# Captured Leaves



## donald (Sep 26, 2002)

Anyone familar with this technique? It seems to me to be one of the most improbable situational responses this side o'da mighty Mississippi. I would be especially interested in its origin. I have a theory, and would like to check it against its actual beginings. Thanks to all helpful parties.
Salute in Christ,


----------



## Nightingale (Sep 26, 2002)

If I'm remembering this one correctly (and its been a while, so probably not), the attack is some kind of strange aikido police hold...


----------



## jfarnsworth (Sep 26, 2002)

It's a right flank right two finger lock.
Salute,
Jason Farnsworth


----------



## phoenix (Sep 27, 2002)

Now, I havn't seen 'The Perfect Weapon' in a while, so I could be wrong on this.  Isn't there a scene where someone grabs Jeff's shoulder, and he grabs their hand and rotates it up into what is basically the attack for Captured Leaves?

See, if only the bad guy knew Captured Leaves, it could have been a much shorter movie!

Sean


----------



## donald (Sep 27, 2002)

Thanks for the input everyone, but where did this technique originate from? For example; I remember being told a story regarding the beginnings of "flashing mace". In part, Mr.Parker was leaning on a wall with his arm up high etc.,etc., and he fell into the technique from that position. I apologize for my ambiguity in the first post. Regarding what I was looking for. The reason for my interest is that I have a hard time seeing myself in this situation. Unless of course it is a response coming from an attempted lock of some sort? The way we've always practiced it, is'nt shall we say, condusive to understanding. Admittedly as a class we never stopped, and gave it a good going over. It just seemed to me to be one of those techniques you just shut up, and do...

Salute in Christ, 
:asian:


----------



## jfarnsworth (Sep 27, 2002)

Hmmm, I was up in your area again over this past weekend I should have let you know in advance maybe we could have gotten together for lunch or something before I headed home. Anyway, I was going to post earlier that I believe this technique attack was a miss for some other attack. At the moment I'm drawing a blank on what it was supposed to be. From what I recall it may have been some kind of arm lock.
Salute,
Jason Farnsworth


----------



## Michael Billings (Sep 27, 2002)

I have always done it as a defense against any come along techniques using finger locks.  

Tom Kelly Sr. has an interesting story about his actually using the finger lock in question, very successfully many moons ago.  Mr. Parker used to "problem solve" attacks brought to him by his "guys" back in the '60's, and someone may have actually had something like this tried on them ... or used it, then wanted to figure out how to get out of it?????  

-Michael 
UKS-Texas


----------



## Kirk (Sep 27, 2002)

We had a discussion in my class about it, and I was told that
there's been some argument here and there over the years
relating to it.  

As written, the attacker has your two fingers, and is standing 
directly in front of you.  Most people wonder how dumb you have 
to be to let someone just walk up to you in the street grab your 
two fingers as they lay at your sides, step back, and apply the 
lock before you poke out his/her eye.

_Exercises to complete:_
[1] Set down everything in the Captured Leaves thread from "Now, I havn't" down to "donald (Sep 27, 2002)", word for word.
[2] In the Captured Leaves thread, how does jfarnsworth describe the technique's attack in his first post?

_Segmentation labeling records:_
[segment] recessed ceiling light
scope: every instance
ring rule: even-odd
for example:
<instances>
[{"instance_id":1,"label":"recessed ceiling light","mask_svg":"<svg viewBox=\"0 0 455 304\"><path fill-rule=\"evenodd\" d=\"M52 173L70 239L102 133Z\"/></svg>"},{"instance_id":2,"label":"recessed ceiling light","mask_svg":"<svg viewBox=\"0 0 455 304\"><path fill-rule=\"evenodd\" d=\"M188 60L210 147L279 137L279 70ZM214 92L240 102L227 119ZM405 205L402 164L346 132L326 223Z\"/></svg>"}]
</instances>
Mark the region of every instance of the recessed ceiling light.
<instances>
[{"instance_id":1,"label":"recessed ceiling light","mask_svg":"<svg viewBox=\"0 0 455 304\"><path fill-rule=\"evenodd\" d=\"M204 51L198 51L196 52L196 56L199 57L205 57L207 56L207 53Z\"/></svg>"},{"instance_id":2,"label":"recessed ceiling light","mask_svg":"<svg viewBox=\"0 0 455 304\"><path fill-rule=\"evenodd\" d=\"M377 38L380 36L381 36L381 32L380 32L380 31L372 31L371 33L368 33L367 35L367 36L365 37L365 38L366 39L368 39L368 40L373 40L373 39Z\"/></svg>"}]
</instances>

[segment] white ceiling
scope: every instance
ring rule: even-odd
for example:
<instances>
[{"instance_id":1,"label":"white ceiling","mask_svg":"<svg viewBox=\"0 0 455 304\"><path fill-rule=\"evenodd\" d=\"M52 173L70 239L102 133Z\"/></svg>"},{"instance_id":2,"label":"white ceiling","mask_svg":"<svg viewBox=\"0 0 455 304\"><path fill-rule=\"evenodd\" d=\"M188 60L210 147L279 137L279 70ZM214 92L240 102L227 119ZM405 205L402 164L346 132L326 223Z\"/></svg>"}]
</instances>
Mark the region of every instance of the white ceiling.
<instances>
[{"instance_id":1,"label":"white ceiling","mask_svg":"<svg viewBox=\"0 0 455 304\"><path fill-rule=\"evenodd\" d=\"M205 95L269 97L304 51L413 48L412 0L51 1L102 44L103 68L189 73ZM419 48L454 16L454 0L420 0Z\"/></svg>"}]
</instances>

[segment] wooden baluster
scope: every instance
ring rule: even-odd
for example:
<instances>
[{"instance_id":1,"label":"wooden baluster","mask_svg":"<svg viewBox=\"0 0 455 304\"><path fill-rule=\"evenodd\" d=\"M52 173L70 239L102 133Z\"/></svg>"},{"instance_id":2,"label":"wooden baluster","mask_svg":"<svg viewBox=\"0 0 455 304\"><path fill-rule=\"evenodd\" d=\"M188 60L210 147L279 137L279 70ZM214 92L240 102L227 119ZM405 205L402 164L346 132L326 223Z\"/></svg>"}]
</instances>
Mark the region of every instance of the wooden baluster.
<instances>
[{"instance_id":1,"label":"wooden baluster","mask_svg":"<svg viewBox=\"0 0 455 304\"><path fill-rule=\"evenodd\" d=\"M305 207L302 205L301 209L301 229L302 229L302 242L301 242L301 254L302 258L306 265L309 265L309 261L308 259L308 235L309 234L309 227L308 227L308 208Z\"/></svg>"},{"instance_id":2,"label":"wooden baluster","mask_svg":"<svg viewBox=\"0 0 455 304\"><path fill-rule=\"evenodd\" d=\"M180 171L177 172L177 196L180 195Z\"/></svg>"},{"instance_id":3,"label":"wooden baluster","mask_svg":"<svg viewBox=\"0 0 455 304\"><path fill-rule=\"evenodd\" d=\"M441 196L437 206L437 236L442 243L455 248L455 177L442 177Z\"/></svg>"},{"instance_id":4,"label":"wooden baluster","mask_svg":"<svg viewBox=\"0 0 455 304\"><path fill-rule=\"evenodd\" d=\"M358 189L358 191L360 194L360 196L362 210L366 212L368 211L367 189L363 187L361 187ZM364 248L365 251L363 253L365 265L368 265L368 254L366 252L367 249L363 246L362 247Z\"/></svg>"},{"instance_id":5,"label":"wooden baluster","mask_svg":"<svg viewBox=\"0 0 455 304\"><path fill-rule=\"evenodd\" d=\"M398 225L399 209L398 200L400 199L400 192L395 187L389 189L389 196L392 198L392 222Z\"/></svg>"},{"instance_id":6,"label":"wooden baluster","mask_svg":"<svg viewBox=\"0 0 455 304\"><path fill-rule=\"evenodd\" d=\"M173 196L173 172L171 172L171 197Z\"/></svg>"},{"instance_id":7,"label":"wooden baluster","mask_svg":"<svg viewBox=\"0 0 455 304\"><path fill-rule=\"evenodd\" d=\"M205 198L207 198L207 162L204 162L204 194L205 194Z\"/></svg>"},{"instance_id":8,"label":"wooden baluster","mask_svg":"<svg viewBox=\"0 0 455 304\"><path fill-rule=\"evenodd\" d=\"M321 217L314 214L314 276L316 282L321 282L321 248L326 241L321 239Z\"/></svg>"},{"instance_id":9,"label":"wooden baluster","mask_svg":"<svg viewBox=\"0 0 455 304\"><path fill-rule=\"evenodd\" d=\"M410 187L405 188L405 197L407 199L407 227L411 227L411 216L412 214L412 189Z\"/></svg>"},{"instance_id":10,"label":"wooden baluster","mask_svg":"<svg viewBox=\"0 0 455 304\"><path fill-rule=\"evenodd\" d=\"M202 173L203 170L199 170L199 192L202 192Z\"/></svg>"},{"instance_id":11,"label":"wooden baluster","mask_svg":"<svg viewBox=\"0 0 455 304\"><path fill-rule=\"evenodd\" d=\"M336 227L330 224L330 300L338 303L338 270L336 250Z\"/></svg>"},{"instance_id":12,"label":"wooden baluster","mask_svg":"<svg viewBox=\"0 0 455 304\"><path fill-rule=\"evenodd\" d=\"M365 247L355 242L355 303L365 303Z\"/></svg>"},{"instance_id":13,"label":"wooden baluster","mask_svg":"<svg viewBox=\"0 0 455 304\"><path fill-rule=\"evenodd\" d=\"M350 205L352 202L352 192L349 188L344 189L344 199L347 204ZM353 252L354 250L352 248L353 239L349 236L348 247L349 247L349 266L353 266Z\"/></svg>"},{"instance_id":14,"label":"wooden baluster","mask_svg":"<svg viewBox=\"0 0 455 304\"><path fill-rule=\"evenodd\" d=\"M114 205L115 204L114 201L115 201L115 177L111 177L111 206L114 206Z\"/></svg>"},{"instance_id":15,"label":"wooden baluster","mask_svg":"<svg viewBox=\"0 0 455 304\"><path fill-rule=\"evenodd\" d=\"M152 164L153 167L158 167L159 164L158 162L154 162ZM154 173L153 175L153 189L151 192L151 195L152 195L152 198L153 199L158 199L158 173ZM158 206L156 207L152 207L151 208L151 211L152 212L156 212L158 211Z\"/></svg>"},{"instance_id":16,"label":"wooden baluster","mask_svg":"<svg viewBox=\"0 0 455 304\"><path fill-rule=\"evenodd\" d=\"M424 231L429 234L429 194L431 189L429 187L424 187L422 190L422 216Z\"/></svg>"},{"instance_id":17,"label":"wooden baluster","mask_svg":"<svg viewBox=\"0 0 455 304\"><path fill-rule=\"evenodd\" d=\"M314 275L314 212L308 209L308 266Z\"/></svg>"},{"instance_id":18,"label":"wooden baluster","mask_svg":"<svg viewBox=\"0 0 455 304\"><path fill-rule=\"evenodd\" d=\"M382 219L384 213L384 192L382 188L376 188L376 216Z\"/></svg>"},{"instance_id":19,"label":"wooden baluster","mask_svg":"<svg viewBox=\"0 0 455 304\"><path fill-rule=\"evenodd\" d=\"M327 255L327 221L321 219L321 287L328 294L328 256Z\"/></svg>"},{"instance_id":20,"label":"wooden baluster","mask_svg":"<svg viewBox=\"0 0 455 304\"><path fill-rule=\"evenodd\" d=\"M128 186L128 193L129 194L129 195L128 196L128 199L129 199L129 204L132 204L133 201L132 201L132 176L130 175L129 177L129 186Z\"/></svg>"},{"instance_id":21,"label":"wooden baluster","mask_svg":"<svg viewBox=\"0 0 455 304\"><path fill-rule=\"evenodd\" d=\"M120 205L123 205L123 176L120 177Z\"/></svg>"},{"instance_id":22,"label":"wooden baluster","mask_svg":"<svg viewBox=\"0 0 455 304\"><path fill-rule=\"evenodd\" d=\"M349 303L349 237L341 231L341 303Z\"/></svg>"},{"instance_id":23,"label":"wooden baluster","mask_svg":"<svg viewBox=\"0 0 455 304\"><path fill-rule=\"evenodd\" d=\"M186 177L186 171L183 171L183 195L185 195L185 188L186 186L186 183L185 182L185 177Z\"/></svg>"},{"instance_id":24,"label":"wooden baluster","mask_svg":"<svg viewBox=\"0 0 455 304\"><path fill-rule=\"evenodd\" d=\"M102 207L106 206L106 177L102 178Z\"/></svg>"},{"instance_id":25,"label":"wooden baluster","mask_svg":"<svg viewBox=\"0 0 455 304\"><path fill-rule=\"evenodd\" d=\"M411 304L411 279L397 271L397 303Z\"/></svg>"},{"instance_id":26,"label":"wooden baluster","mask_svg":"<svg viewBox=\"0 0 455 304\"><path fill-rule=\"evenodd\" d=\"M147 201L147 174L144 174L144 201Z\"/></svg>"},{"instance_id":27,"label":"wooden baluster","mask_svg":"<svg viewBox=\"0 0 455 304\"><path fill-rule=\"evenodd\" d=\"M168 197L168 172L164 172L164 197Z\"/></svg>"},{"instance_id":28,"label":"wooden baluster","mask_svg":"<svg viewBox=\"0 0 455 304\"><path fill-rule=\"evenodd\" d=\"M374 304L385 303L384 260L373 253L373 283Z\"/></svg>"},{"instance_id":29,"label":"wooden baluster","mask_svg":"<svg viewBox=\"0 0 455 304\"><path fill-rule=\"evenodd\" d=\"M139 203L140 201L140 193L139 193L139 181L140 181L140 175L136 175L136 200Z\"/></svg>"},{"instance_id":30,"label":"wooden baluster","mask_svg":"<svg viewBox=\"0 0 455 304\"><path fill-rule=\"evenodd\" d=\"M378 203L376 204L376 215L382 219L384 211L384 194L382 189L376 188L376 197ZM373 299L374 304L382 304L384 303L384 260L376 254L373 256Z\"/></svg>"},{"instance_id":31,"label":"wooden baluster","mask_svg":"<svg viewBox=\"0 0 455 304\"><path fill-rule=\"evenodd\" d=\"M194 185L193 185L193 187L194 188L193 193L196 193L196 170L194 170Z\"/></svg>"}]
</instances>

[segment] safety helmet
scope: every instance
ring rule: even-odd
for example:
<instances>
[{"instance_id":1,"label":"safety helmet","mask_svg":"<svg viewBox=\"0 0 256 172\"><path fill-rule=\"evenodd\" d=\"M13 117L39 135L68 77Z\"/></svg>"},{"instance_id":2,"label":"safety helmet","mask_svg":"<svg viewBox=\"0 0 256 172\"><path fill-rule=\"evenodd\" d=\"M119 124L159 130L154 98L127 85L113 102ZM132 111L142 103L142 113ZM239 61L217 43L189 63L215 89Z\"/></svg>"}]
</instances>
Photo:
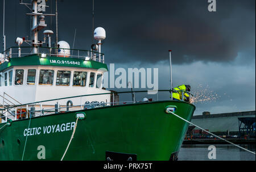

_Final results:_
[1]
Now, I havn't seen 'The Perfect Weapon' in a while, so I could be wrong on this.  Isn't there a scene where someone grabs Jeff's shoulder, and he grabs their hand and rotates it up into what is basically the attack for Captured Leaves?

See, if only the bad guy knew Captured Leaves, it could have been a much shorter movie!

Sean


----------



## donald (Sep 27, 2002)

[2] It's a right flank right two finger lock.